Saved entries
══════
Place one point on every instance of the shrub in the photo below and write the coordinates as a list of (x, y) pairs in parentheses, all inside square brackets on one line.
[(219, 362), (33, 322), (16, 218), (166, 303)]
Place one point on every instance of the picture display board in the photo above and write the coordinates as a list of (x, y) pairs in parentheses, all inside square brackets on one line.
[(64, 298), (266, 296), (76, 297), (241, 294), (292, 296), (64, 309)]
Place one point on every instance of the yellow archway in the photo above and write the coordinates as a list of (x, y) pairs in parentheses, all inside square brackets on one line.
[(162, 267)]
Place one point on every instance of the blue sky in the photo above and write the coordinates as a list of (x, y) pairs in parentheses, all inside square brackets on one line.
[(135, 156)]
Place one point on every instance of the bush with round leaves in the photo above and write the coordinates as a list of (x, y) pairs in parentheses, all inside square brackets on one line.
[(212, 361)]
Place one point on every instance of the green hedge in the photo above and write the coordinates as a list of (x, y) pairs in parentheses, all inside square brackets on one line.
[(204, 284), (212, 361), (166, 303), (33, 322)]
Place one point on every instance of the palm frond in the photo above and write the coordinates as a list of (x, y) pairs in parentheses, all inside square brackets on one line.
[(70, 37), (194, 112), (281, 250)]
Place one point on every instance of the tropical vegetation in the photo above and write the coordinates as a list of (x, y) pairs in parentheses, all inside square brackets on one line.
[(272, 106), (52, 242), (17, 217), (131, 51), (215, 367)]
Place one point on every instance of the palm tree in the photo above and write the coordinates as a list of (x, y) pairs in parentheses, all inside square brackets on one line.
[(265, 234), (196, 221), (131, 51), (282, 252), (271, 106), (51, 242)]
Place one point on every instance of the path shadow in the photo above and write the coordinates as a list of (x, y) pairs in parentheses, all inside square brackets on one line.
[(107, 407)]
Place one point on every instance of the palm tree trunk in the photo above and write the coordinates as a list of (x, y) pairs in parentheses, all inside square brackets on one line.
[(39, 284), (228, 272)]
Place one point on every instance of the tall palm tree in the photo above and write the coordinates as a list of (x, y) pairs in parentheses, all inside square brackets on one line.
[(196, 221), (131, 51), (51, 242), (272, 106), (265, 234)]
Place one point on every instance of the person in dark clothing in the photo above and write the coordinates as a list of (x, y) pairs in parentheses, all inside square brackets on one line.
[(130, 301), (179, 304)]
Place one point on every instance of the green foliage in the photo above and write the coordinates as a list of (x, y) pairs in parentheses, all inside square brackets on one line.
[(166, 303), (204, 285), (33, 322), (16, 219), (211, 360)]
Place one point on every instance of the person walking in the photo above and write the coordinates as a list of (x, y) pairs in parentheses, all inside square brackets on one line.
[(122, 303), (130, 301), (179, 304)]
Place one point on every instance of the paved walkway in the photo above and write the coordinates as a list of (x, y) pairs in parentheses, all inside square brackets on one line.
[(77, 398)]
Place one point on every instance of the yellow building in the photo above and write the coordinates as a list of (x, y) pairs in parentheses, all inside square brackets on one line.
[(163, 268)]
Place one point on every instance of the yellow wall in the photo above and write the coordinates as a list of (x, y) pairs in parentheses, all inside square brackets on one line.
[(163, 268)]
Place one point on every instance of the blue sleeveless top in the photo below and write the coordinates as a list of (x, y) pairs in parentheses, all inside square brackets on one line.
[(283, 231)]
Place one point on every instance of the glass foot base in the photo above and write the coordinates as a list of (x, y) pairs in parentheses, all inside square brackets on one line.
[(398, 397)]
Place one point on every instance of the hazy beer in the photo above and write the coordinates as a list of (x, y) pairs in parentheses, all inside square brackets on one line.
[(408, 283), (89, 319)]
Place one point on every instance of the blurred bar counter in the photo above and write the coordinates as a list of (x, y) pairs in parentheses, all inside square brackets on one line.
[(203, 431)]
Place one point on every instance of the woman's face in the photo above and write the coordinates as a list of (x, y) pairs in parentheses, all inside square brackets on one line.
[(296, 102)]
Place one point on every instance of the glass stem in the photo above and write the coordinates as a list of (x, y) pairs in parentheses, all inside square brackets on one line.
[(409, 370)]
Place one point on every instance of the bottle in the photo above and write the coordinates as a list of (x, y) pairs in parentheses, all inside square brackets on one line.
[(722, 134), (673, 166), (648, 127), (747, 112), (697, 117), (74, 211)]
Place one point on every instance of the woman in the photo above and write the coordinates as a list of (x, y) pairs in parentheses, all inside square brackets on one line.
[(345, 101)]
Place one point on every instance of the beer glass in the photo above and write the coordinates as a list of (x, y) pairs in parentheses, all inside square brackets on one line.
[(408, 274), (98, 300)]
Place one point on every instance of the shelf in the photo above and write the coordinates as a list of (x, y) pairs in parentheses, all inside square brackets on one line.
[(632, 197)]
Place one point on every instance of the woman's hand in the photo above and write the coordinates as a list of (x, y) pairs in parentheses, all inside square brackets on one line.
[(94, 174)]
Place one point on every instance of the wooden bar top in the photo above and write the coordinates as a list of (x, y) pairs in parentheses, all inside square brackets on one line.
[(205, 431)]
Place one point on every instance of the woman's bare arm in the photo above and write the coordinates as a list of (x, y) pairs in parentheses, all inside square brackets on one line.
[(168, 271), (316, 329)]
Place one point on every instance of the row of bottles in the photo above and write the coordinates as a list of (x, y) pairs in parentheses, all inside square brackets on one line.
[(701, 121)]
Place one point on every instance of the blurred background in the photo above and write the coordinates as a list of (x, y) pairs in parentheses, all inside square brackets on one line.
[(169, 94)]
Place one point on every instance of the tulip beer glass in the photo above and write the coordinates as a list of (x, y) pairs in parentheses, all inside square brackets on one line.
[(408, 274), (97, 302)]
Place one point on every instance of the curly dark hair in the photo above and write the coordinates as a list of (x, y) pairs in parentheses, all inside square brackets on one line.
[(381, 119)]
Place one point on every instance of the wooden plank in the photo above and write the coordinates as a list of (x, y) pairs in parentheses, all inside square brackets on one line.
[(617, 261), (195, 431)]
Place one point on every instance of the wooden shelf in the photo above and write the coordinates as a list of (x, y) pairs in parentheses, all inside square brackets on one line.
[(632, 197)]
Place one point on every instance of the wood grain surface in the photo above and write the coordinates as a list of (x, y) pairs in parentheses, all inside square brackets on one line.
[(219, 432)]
══════
**What to work on:** Output every record in full, exactly as it was given.

**Response area:**
Place one point on every instance of the shrub in the photo below and write the coordinates as a list of (x, y) pairs in parentheses, all inside square brackets on one line.
[(219, 362), (33, 322), (16, 218), (166, 303)]
Place one point on every instance of the picture display board in the photo above and write the coordinates as a list of (x, y) pairs in parentheses, all inside square brackets on one line.
[(64, 298), (266, 296), (76, 297), (241, 294), (292, 296), (64, 309)]
Place one point on every instance of the yellow archway in the photo above and write the coordinates as a list of (x, y) pairs in parentheses, all inside square brackets on one line.
[(162, 267)]
Place one point on every instance of the blue sky in the photo above and write the coordinates as a list of (x, y) pairs in parentheses, all inside square brackets on one line.
[(135, 156)]
Place one point on every instance of the bush with round leaves in the photo above and write the coordinates as a list of (x, y) pairs in parentheses, all inside square brackets on one line.
[(212, 361)]
Place one point on every instance of the green hedge in the photo above and write the coordinates as a list of (x, y) pairs in parentheses, all inside square brackets on one line.
[(204, 284), (212, 361), (166, 303), (33, 322)]
Place one point on every instance of the palm frond in the photo above and write the coordinates as a list of (x, y) pairs in parentheses, all inside square brackets on one line.
[(70, 37), (194, 112), (281, 250)]
Place one point on every instance of the tropical vegetation in the photo above and write the coordinates as a list of (x, y) pairs in parentheses, all inside square brackets on one line.
[(272, 106), (52, 242), (17, 217), (131, 51), (215, 367)]
Place one point on every instance of the palm tree in the photo above and write the coordinates as a list of (x, y) pairs in parentheses, all inside square brackets on one line.
[(265, 234), (196, 221), (131, 51), (282, 252), (271, 106), (51, 242)]
Place one point on every instance of the path shadow in the photo above and write the coordinates as a list of (x, y) pairs in parentheses, all inside square brackets on one line.
[(107, 407)]
Place one point on every instance of the palm tree trunk in the photo above and write the coordinates as a list of (x, y) pairs in parentheses, all inside square brackets on one line.
[(39, 284), (228, 272)]
Place one point on every instance of the tall palm tree in the photo above and write the coordinates as a list of (x, y) pairs in parentheses, all inside square brackets on one line.
[(196, 221), (131, 51), (51, 242), (272, 106), (265, 234)]
Place one point on every instance of the person in dark clothing in the photo above and write the coordinates as a list of (x, y) pairs in parentheses, all inside square brackets on one line.
[(130, 301), (179, 304)]
Place one point on every instance of the green foliage in the photo above and write the coordinates as a list of (x, y) pairs in parentheses, all inside square brackets on one line.
[(166, 303), (204, 285), (33, 322), (16, 219), (211, 360)]
Place one point on every instance of the person walking in the photo above and write the coordinates as a list of (x, y) pairs in parentheses, all inside square brackets on one line.
[(122, 303), (130, 301), (179, 304)]
Place one point on every instance of the paved walkway in the photo above and write the coordinates as a list of (x, y) pairs in parentheses, all inside square brackets on one line.
[(77, 398)]
Place one point on every instance of the yellow building in the photo above and write the coordinates as a list of (x, y) pairs in parentheses, all inside square brackets on one line.
[(163, 268)]
Place one point on every instance of the yellow wall in the photo above and write the coordinates as a list of (x, y) pairs in parentheses, all inside square brackets on one line.
[(163, 268)]
Place one point on every instance of the blue sleeveless top in the photo below and write the coordinates as a list of (x, y) pairs in parentheses, all inside square brackets on one line.
[(283, 231)]
Place one point on every instance of the glass foot base in the photo above and write the coordinates as a list of (x, y) pairs in parentheses, all inside square brackets on one line.
[(398, 397)]
Place one point on every instance of the hazy beer in the photo above and write the coordinates as a list of (x, y) pairs in parentheses, all inside square brackets on one line.
[(408, 283), (89, 319)]
Place one point on every instance of the blurred bar counter in the photo above and write the coordinates as a list of (x, y) pairs in parentheses, all inside square brackets on one line.
[(203, 431)]
Place one point on every instance of the woman's face in the photo above and write the coordinates as a list of (x, y) pairs in parentheses, all inside square brackets on one line.
[(296, 102)]
Place one point on every instance of the glass stem in the photo above and write the coordinates as a list of (x, y) pairs in parentheses, all inside square brackets on one line.
[(409, 370)]
Place one point on every instance of the bottle in the photo above and write the coordinates as a list of (x, y) pairs in parentheses, all inside square brackets on one line.
[(722, 134), (673, 166), (648, 127), (747, 112), (697, 117), (74, 211)]
Place one point on every instance of the woman in the photo above and write the coordinates as a list of (x, y) pairs in parentheses, all inside square brackets on one line.
[(345, 101)]
Place one point on every instance of the beer glass in the photo above and write the coordinates as a list of (x, y) pairs in parentheses, all inside square brackets on one line.
[(408, 274), (98, 300)]
Place one point on every instance of the shelf in the photo above and write the coordinates as a list of (x, y) pairs in parentheses, all inside square brackets on one line.
[(632, 197)]
Place one point on every instance of the woman's hand in the photo above and write the coordinates as a list of (x, y) pairs in parentheses, all inside square brackets on one line.
[(94, 174)]
Place one point on every instance of the wooden bar top in the photo above and write the coordinates as a list of (x, y) pairs in parentheses, all inside square brackets on one line.
[(205, 431)]
Place one point on every instance of the woman's bare arm in the photo above and write the coordinates as a list of (x, y) pairs in parentheses, all inside square brackets on one line.
[(168, 271), (316, 329)]
Place one point on every instance of the row of bottles in the photo above and write the coordinates as a list of (x, y) pairs in parentheses, all inside square brackets on one line.
[(701, 121)]
Place one point on every instance of the blurred background in the photo above and write the coordinates as a list of (x, y) pairs in parentheses, all inside square brackets on one line.
[(169, 94)]
Place one point on every instance of the tulip beer glass in the photo above and write the coordinates as a list of (x, y) pairs in parentheses, all inside square brackets on one line.
[(408, 274), (97, 302)]
Place one point on every instance of the curly dark hair in the photo above and write the coordinates as a list of (x, y) pairs in parentheses, all inside square brackets on one line.
[(381, 119)]
Place one point on every instance of the wooden plank in the photo above and write the coordinates as a list of (x, y) pairs in parentheses, all inside square brackets on one line.
[(617, 261), (195, 431)]
Place one point on every instance of the wooden shelf in the photo above and write the coordinates as a list of (x, y) pairs in parentheses, all inside square brackets on one line.
[(632, 197)]
Place one point on every instance of the wood grain surface in the photo above and write the coordinates as a list of (x, y) pairs in parentheses, all inside square brackets on one line.
[(219, 432)]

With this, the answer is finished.